### Job
Repeat exactly the lines from the line containing "Expected: a marker on each instance of the glass railing" to the last line of the listing, including both.

### Data entries

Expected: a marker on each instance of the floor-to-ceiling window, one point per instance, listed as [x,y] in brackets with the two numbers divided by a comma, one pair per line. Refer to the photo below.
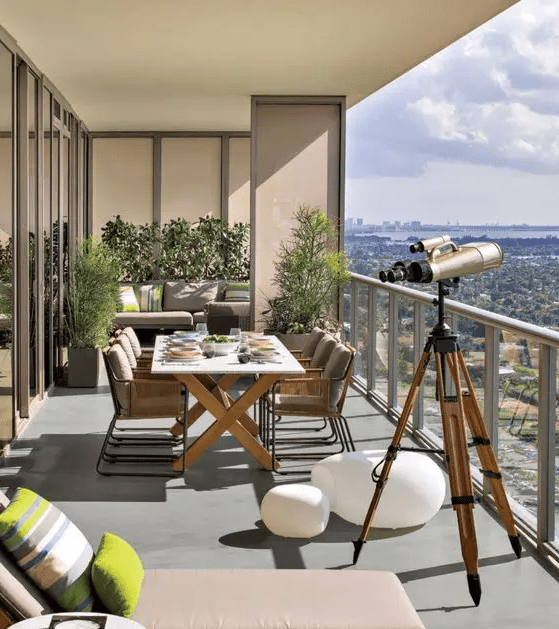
[6,244]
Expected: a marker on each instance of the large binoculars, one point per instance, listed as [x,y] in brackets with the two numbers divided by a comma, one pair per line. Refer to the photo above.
[444,260]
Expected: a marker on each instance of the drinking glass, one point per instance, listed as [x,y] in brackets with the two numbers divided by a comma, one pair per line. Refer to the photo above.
[202,329]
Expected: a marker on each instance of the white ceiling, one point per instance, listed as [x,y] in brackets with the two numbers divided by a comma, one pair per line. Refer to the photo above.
[194,64]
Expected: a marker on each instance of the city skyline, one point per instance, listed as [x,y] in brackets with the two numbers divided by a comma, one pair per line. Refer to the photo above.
[470,135]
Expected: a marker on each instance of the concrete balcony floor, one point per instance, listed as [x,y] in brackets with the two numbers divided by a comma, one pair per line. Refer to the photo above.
[210,519]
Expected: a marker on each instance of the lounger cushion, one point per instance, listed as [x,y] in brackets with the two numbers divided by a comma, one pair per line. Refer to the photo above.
[267,599]
[117,575]
[49,548]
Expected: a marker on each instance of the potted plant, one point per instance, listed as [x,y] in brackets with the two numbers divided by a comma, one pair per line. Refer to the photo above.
[308,276]
[91,306]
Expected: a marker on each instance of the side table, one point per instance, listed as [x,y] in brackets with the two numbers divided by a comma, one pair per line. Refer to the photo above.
[44,622]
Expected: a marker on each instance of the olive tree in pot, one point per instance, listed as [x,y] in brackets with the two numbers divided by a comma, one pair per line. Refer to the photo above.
[93,294]
[309,273]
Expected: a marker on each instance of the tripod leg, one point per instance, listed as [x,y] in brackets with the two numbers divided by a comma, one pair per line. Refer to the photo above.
[392,451]
[490,466]
[461,488]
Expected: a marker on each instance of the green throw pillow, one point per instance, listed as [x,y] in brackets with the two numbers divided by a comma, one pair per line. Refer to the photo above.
[117,574]
[49,548]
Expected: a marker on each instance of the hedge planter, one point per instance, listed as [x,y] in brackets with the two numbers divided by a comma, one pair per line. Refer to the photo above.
[84,367]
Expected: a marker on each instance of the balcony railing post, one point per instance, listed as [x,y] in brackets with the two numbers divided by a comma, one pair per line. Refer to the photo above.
[372,346]
[392,351]
[418,347]
[547,416]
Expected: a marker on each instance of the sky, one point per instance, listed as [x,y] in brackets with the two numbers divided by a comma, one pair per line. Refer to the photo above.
[470,136]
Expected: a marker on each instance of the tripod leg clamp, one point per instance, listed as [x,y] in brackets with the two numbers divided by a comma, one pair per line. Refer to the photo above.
[490,474]
[462,500]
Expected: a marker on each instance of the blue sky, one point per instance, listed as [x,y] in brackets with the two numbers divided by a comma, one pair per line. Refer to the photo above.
[471,135]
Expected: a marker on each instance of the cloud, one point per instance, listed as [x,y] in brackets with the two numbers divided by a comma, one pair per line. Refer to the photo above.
[490,99]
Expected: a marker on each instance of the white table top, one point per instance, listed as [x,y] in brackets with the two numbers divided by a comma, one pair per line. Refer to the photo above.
[284,363]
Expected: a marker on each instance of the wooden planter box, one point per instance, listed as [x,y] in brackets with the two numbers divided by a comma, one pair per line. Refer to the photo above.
[84,366]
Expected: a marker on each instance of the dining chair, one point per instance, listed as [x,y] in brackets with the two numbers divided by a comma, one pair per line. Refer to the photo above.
[314,397]
[140,396]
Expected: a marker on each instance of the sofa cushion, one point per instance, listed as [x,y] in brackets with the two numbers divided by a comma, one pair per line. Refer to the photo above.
[192,296]
[49,548]
[134,341]
[150,297]
[176,319]
[237,291]
[127,299]
[117,574]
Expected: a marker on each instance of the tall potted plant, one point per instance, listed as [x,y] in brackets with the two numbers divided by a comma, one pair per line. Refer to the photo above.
[308,275]
[92,301]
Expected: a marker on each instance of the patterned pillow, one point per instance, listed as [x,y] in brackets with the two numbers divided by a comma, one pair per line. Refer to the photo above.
[237,291]
[128,301]
[49,548]
[150,297]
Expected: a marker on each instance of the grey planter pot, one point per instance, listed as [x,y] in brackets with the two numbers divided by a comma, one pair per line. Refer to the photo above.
[293,341]
[84,366]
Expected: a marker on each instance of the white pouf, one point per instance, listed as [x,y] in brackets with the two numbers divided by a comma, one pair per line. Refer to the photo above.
[413,493]
[295,510]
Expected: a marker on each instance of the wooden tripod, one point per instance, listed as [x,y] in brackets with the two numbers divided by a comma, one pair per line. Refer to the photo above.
[458,407]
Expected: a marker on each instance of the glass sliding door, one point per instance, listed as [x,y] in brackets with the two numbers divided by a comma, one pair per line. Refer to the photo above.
[47,241]
[32,117]
[6,246]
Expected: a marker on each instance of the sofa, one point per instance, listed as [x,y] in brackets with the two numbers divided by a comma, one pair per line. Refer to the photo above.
[178,304]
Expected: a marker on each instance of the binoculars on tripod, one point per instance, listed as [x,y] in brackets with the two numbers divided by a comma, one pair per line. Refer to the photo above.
[444,260]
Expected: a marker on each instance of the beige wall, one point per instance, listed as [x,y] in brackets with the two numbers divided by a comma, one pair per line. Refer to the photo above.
[297,162]
[190,178]
[122,180]
[239,180]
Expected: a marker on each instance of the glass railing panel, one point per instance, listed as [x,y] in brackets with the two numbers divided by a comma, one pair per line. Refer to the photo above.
[518,418]
[405,349]
[362,332]
[381,337]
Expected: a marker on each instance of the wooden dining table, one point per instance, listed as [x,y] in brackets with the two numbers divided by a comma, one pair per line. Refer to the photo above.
[209,380]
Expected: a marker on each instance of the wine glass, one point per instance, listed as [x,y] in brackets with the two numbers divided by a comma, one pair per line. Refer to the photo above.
[201,329]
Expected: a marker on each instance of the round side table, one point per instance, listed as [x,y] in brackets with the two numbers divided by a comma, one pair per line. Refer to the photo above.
[106,621]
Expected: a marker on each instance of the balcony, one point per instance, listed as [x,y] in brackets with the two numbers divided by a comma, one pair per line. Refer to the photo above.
[210,518]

### Solution to this exercise
Expected: a marker on each instance of the glass railing panel, one point per instance, listed as [x,y] in brackets with the two numbers divided by a comma, one pair per line. Refer to the photo above.
[518,418]
[405,349]
[362,332]
[381,337]
Expected: a marker on each instance of the wooden dining table, one point per instance, listed as [x,y] in brackets with the two numbers divided by a comma, one pair per line. Refer to the photo above.
[209,380]
Expected: a marker on each instance of the wine glass, one point per instance, listed as [x,y] in brackets with the two numbers divided by a comma, one pair per line. Refer to the photo above.
[201,329]
Expected: a marker on each instance of the round side table, one point per instance, listed as [x,y] in brackets with the two numbers divided by a comma, one pair per line. Refer to the photo above.
[106,621]
Expected: a marker on each instance of the balcony, one point per instance, listed as [x,y] in brackets with the two numbers divided by a comma, one pair per line. Refer to the photo above.
[210,518]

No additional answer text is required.